[Position annotation entries]
================
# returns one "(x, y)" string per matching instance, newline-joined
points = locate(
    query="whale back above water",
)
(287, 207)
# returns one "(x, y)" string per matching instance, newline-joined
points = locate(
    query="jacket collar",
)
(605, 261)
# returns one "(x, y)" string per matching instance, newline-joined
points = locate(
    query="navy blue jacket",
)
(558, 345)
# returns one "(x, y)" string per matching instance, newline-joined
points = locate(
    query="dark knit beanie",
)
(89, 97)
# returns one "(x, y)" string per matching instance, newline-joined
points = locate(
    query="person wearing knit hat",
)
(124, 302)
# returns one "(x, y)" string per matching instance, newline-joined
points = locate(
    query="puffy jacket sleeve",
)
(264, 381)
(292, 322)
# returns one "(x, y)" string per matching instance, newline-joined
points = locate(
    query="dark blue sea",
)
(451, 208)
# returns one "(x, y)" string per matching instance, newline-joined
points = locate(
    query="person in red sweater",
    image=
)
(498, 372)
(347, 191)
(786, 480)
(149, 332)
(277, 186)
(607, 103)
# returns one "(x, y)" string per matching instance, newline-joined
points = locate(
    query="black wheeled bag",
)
================
## Work to be completed
Pull out every line of the entries above that contains the word "person", copying each one as it appears.

## Solution to this task
    query="person wearing knit hat",
    query="person in red sweater",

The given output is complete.